**CONSIGNES:**
(a) Dans l'entretien sur l'exil, relevez tous les noms immédiatement précédés de « un » ou de « une ».
(b) Traduisez en anglais la phrase suivante de l'entretien sur l'exil : « Mon père a dû abandonner ses rêves de jeunesse et de métier en arrivant en France. »
(c) Recopiez mot pour mot le passage de l'entretien sur l'exil qui commence par les mots contenant "J’avais déjà écrit" et se termine par "développement identitaire ?".

Au début, c’était très difficile d’avoir accès à leur récit. J’ai eu du mal à poser cette première question : “Comment êtes-vous arrivés en France ?” Je suis retourné chez eux sept, huit, neuf fois avec mon micro dans la poche, persuadé que j’allais la leur poser, mais finalement, je ne le faisais pas. Je ne me sentais pas légitime, j’avais l’impression de violer quelque chose dans leur intimité. Je me disais que s’ils ne m’avaient rien raconté durant ces 33 premières années, c’est qu’il y avait une raison.

Cette raison, c’est le malheur d’un exil, de la guerre, c’est des regrets à vie, un mal-être qui se traîne, une culpabilité sans fin de vivre loin de sa famille qui est confrontée à ce conflit au quotidien… Mon père a dû abandonner ses rêves de jeunesse et de métier en arrivant en France. Donc oui, c’était compliqué. Mais à partir du moment où j’ai posé la première question, c’était fluide. Je crois qu’ils me faisaient confiance. 

J’avais déjà écrit des livres et réalisé des expositions, et ils ont senti que je ne venais pas les confronter et briser les silences volontaires. C’est plutôt le contraire. J’accueillais simplement leur parole. Quand ils ne voulaient pas aborder certains sujets, je respectais leur décision. Ça racontait d’une certaine manière quelque chose de la guerre, du point de vue de ma génération. Ce qu’on appelle “les petits-enfants de la guerre” sont confrontés à beaucoup à des silences, et je voulais qu’ils aient une place dans mon livre.

Quel impact a eu leur histoire sur votre vie et sur votre développement identitaire ?

**DOCUMENTS PRÉSENTÉS:**

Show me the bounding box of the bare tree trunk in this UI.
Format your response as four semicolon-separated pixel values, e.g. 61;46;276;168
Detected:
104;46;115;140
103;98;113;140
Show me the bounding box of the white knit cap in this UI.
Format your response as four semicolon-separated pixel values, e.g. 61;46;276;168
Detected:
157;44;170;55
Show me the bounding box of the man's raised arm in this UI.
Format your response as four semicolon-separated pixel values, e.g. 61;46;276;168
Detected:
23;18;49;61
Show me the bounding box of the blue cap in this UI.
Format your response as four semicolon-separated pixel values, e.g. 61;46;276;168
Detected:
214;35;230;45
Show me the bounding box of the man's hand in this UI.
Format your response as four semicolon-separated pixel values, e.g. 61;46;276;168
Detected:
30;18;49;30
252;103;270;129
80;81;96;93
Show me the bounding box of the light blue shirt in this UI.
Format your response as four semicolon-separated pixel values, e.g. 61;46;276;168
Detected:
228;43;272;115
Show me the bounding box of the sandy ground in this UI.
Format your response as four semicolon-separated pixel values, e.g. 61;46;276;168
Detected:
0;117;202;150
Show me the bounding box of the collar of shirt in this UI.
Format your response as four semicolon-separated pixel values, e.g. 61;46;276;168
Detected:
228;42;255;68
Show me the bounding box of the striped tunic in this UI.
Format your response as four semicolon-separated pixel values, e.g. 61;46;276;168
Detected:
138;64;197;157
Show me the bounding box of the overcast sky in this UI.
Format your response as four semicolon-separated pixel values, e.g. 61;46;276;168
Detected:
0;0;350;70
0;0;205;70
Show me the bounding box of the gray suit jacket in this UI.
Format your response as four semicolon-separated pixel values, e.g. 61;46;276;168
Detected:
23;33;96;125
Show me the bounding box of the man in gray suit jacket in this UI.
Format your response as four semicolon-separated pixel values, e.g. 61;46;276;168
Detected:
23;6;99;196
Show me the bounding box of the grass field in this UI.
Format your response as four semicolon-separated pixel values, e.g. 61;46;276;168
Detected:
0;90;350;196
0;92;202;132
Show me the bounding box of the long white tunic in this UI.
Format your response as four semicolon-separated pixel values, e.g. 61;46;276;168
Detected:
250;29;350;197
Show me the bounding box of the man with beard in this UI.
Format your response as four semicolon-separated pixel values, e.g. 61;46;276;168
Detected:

**CORRIGÉ:**
(a) raison, exil, mal-être, culpabilité, place

(b) My father had to give up his youthful dreams and his career dreams when he arrived in France.

(c)
J’avais déjà écrit des livres et réalisé des expositions, et ils ont senti que je ne venais pas les confronter et briser les silences volontaires. C’est plutôt le contraire. J’accueillais simplement leur parole. Quand ils ne voulaient pas aborder certains sujets, je respectais leur décision. Ça racontait d’une certaine manière quelque chose de la guerre, du point de vue de ma génération. Ce qu’on appelle “les petits-enfants de la guerre” sont confrontés à beaucoup à des silences, et je voulais qu’ils aient une place dans mon livre.

Quel impact a eu leur histoire sur votre vie et sur votre développement identitaire ?